THE REQUEST → Convert the items starting at the line containing "Point to the wooden" and ending at the line containing "<point>696,641</point>" into a two-column CSV with headers instruction and answer, one row per item. Put each item's text and its answer in a single quoted field apiece, replacing line breaks with spaces.

DATA TO PROCESS →
--- begin ---

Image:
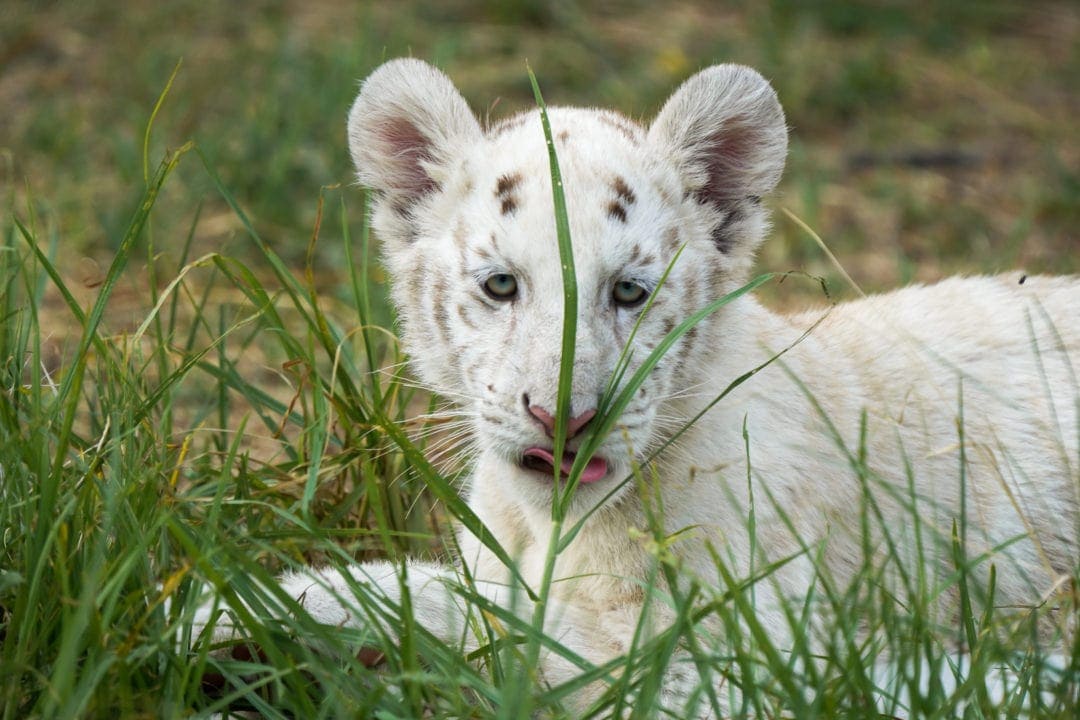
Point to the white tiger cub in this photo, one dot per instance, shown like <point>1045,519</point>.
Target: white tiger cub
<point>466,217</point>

--- end ---
--- begin ---

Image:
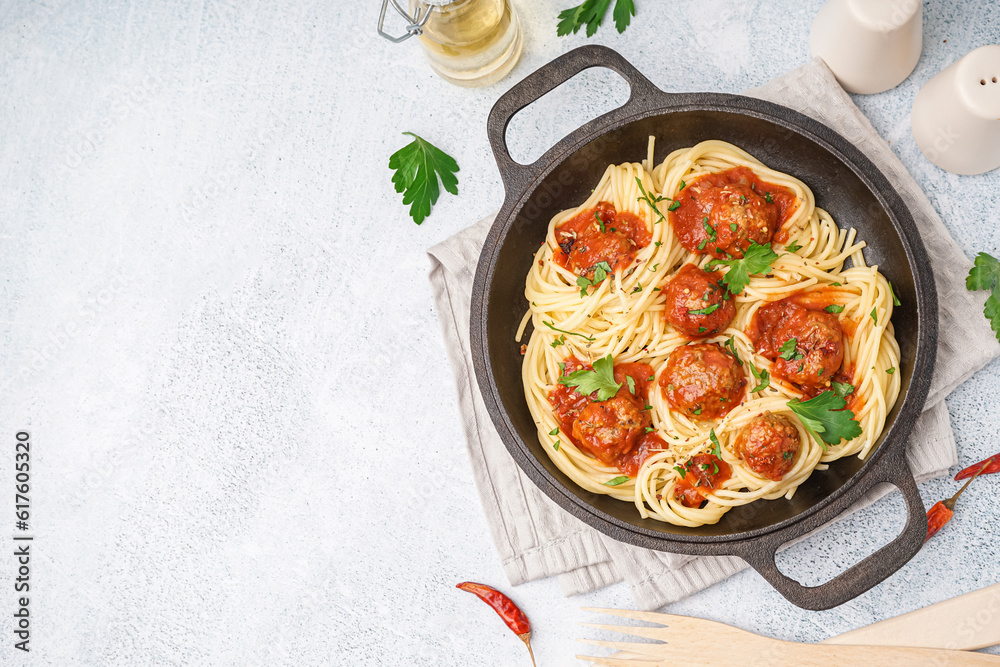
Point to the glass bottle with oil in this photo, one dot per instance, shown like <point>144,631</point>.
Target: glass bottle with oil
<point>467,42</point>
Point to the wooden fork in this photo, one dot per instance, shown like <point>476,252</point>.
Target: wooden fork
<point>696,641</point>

--- end ---

ANSWER FOR THIS EXERCISE →
instruction,answer
"Point to the wooden fork in this photo, one dot per instance, shown like <point>476,252</point>. Target: wooden fork","<point>696,641</point>"